▶ _Work request_
Type out every line of the data again, exactly.

▶ _Records shown_
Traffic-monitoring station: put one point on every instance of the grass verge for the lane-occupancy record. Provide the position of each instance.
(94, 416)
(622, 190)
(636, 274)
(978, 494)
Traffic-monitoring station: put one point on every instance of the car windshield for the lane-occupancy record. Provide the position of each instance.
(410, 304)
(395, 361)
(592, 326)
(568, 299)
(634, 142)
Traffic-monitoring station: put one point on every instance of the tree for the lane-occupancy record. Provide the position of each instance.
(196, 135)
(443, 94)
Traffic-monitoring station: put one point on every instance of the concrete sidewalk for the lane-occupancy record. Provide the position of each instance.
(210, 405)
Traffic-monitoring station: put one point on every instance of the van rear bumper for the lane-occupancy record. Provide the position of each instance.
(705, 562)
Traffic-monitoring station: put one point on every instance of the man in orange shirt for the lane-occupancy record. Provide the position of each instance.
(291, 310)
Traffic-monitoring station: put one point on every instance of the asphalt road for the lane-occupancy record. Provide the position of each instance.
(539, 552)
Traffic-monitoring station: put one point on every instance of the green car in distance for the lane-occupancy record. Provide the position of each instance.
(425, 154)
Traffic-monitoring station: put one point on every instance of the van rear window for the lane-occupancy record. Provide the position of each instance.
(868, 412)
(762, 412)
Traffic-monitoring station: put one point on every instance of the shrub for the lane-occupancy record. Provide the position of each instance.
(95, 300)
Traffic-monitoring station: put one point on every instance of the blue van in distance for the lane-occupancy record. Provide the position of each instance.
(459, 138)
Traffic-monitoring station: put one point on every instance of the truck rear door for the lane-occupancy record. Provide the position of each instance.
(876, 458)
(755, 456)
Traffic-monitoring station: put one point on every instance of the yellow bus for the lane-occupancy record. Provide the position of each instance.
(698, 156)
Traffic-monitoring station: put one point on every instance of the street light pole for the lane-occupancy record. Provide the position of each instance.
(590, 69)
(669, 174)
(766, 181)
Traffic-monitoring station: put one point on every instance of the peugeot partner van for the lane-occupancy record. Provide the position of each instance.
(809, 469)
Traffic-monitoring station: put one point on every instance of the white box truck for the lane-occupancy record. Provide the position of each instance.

▶ _Task result_
Traffic-monitoring station: put one point on every instance of the grass verge for the lane-occupancy record. Provide the position of each instance.
(94, 416)
(622, 190)
(636, 274)
(978, 494)
Traffic-monitoring station: put one point on every instance of the car windshield for the lane-occupancy record. Provide the position of each instance.
(410, 304)
(395, 361)
(592, 326)
(568, 299)
(634, 142)
Traffic-monitoring station: put one point on every instance of the tree for the lane-occupancy record. Provide the position of each instance.
(196, 135)
(443, 94)
Traffic-monitoring station: put one point on every instance of the concrete sidewalk for the lane-occupancy record. Provide the position of each instance.
(210, 405)
Traffic-monitoring station: put one point on every instance of the van rear bumper for the lane-occupancy record. Provide the position of each instance.
(705, 562)
Traffic-monitoring station: put one point on every instance of the man in orange shirt for the lane-occupancy record. Provide the position of each instance.
(291, 310)
Traffic-monitoring station: put one point on every instance of the asphalt road for the lane-occupancy record. Provide the position of each instance.
(539, 552)
Traffic-monitoring station: put one point on every instance of the green car in distance for the lane-occupancy record. Provide the position of each instance.
(425, 154)
Traffic-monitoring station: put one point on every instance of the van rear window for the lane-occupancy record. Provide the position of each instance.
(868, 412)
(762, 412)
Traffic-monitoring station: put one point on every instance of the shrub for the lane-occupancy record. Provide the position of each instance.
(95, 300)
Traffic-monitoring station: put one point on every instance of the blue van in distance for the lane-occupancy record. Provide the position of each instance.
(459, 138)
Traffic-monitoring station: put one point on every instance of the truck rear door for the lane-occupancy record. Provide the position of each instance.
(876, 458)
(755, 456)
Traffic-monitoring station: put one point on every instance of the yellow bus for the lane-occupancy record. Provide the position of each instance.
(698, 156)
Traffic-monitoring station: put one point on every instance of the street light pole for the lane-occupancy record. Provide the position of each instance.
(590, 69)
(669, 174)
(766, 181)
Traffic-monitoring station: put one point on every instance of the peugeot partner van for the lane-occupancy record. Provide the position of each instance.
(809, 469)
Traffic-monitoring station: put one point on every instance of the white box truck for the lane-occupancy record. Provide the position of each instance.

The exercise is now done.